Material shown:
☆ ☆ ☆ ☆ ☆

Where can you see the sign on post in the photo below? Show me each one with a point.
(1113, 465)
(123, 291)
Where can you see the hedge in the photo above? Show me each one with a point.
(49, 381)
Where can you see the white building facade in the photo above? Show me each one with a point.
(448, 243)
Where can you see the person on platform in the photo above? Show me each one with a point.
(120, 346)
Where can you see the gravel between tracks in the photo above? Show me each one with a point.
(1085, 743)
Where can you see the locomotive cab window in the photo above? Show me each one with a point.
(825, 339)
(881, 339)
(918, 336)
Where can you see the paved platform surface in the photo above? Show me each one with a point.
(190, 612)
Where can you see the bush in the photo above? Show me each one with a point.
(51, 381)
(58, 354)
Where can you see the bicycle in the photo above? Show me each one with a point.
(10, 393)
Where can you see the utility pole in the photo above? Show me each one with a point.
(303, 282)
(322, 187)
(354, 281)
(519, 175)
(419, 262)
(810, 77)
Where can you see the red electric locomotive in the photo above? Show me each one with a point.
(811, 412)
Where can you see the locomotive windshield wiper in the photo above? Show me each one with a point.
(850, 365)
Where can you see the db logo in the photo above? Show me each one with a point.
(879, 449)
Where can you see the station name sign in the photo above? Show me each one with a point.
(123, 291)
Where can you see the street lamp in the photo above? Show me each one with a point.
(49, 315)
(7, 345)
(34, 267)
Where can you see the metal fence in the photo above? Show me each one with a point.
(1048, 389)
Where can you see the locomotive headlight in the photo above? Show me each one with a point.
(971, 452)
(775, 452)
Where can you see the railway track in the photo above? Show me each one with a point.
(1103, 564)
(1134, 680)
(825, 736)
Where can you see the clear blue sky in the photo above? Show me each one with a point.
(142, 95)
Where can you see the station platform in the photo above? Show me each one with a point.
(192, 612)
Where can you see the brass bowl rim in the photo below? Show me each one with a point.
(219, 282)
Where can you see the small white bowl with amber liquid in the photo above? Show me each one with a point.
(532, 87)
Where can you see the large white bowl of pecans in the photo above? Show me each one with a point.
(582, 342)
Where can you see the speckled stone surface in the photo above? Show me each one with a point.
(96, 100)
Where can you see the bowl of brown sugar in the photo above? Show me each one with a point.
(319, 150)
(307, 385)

☆ ☆ ☆ ☆ ☆

Aim: In all the records above, replace "each one" with "every one" and leave everything else as it is.

In response:
Where can you see the sign on post in the photo below? Show me every one with a point.
(1113, 465)
(123, 291)
Where can you see the hedge in the photo above? Show me every one with a point.
(49, 381)
Where can you see the white building facade in the photo above? Show me every one with a point.
(448, 243)
Where can you see the person on platform in the photo above? Show me every one with a point.
(120, 346)
Where can you see the gravel between tracks in the photo above? Show me every one with a point.
(1085, 743)
Where can you see the locomotive cab window in the photo above? Show me every one with a point.
(825, 339)
(881, 339)
(918, 336)
Where can you see the paved platform surface in the photo above? Show me every one with a point.
(190, 612)
Where can you see the bush in the photo above? Show me every one with a point.
(51, 381)
(58, 354)
Where can you see the bicycle in the photo above? Show me every one with a point.
(10, 393)
Where can you see the utility pole in the photo above? Show me every one with a point.
(303, 282)
(322, 187)
(354, 281)
(519, 175)
(419, 262)
(810, 77)
Where can you see the red electric locomotive in the photo above? Show me every one with a point.
(811, 412)
Where can you see the locomotive windshield wiper in the photo above? Show me every one with a point.
(850, 365)
Where can you see the db logo in the photo above? Show me every one with a point.
(879, 449)
Where can you see the station name sign in the photo above? Show me every one with a point.
(123, 291)
Where can you see the street lamp in the photo above? Show me every one with a point.
(49, 315)
(7, 345)
(34, 267)
Where can you see the metal fence in the photo above? Show me every one with a point.
(1048, 389)
Where can you see the locomotive headlight in the photo above? Show me every one with a point.
(971, 452)
(775, 452)
Where can you see the railway track in the photo above? Show me every one with a point.
(1103, 564)
(1134, 680)
(825, 736)
Where can you see the clear blue sky in the photo above? Show me every one with a point.
(142, 95)
Where can you see the station platform in the photo above? Show me every one with a point.
(192, 612)
Where can you see the brass bowl rim in the photo below? Show me every one with a point.
(219, 282)
Where can you see the small white bowl with amber liquid in the photo above? Show me every one with a point.
(532, 87)
Where can you see the large white bowl of pecans in the photo above? Show me every one with a point.
(582, 342)
Where can you see the speckled stone surface in the photo above? Show me every one with a point.
(96, 100)
Where can you see the bowl of brown sugar in the photo above? Show me every one with a point.
(319, 150)
(307, 385)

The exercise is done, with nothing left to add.